◆ **EXTRACT PROVIDED**
You need to open a ticket with Azure engineering to enable that flag. I worked at MS and when I moved ISE to Azure, I had to have Azure engineering enable udp fragmentation.  It's pretty quick and its not impacting, but they have to enable it on a virtual gateway.  I posted this a while back when I got things working.

https://community.cisco.com/t5/network-access-control/eap-tls-to-azure-ise-is-failing-but-not-with-an-ise-node-in-the/td-p/4739038

** Update **

Would adjusting the MTU of the Cisco ISE PSN itself help for example? No... I tried that also:)

-Scott
*** Please rate helpful posts ***

Hi Scott,

Thanks, I'm still waiting for Microsoft to respond. So, in my case I'm having an express route to Azure. Are you saying that I need an empty subscription AND that they have to enable it per express route / VPN gateway? 

 

also, when you were having  these issues,  did it fail every single time or just regularly?  In my case it does succeed sometimes but it fails a lot.

◆ **PROBLEM TO SOLVE**
Can you pick up the forum thread about Cisco ISE and UDP fragmentation in Azure right after its last sentence and carry it on? The material that comes after this has nothing to do with the forum thread.

◆ **GIVEN DATA**
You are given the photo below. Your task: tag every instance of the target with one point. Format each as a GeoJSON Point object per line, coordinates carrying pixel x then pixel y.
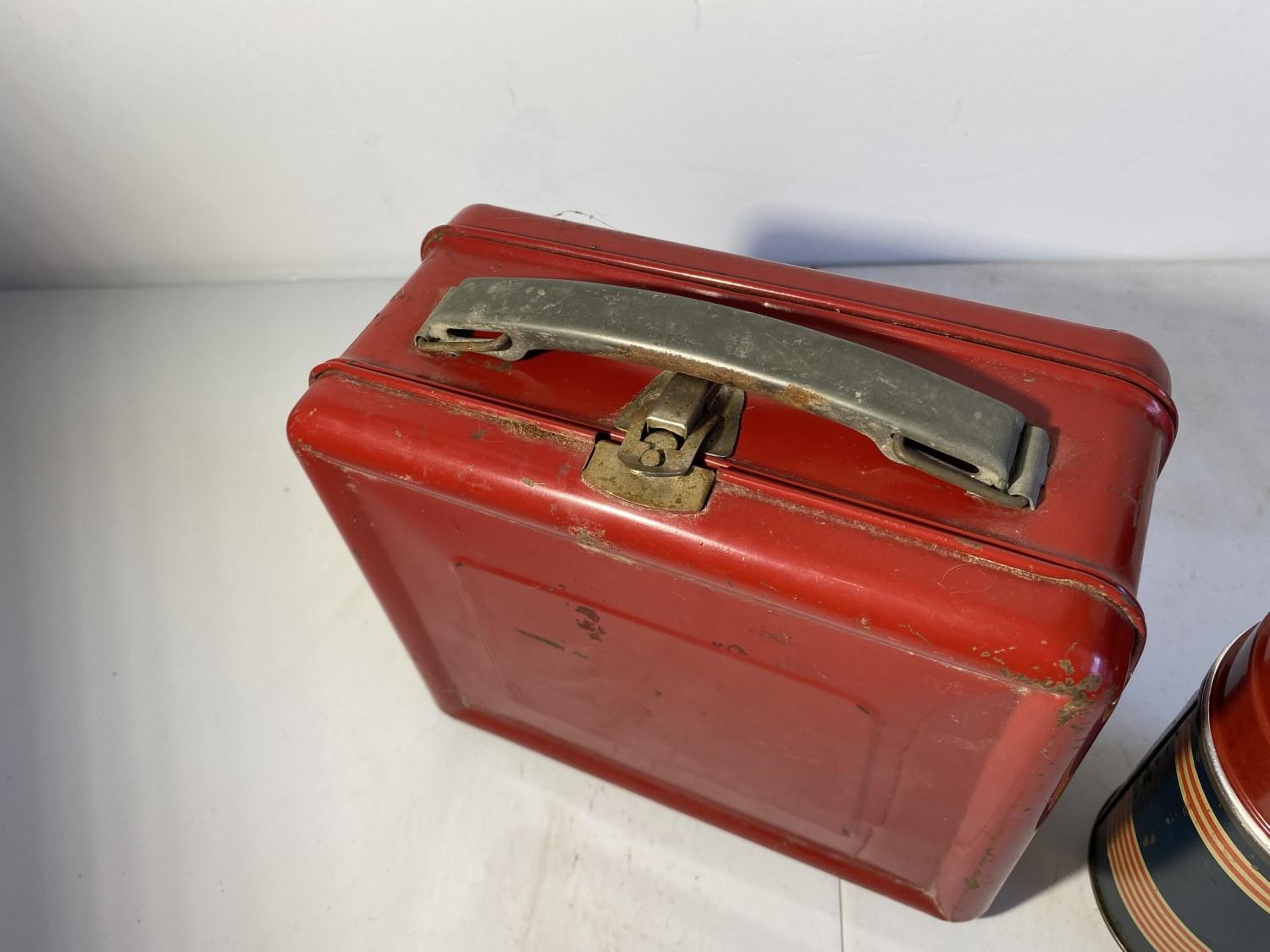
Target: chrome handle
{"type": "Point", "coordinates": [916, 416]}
* * *
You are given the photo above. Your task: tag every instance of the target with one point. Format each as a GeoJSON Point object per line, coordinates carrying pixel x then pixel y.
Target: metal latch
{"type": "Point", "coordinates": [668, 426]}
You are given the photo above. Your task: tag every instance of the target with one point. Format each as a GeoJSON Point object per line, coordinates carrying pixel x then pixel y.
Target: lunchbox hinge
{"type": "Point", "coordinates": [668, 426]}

◆ **ANSWER**
Well this can only be done on a virtual gateway, in your case the VPN gateway.  So if your ISE cube is deployed over multiple virtual gateway's, then you need to have each on touched.  We didn't have an empty subscription, we had a few hundred items in that subscription which I was worried about, but once they enabled that flag, took a few seconds, there was no glitch, no tickets and things started to work.  

The fragmentation was only on EAP-TLS, PEAP was working fine.  I tested this with a VM on-prem vs in Azure so I can at least have a baseline of what was working and packet captures to compare. EAP-TLS failed every time no matter what device we tested with.  We tested with PEAP just for this use case, but everything needed to be using EAP-TLS to pass auth in production.  We didn't allow PEAP at all. Keep in mind, once you get an engineer, they will need to escalate that to a tier 1 engineer to do the work.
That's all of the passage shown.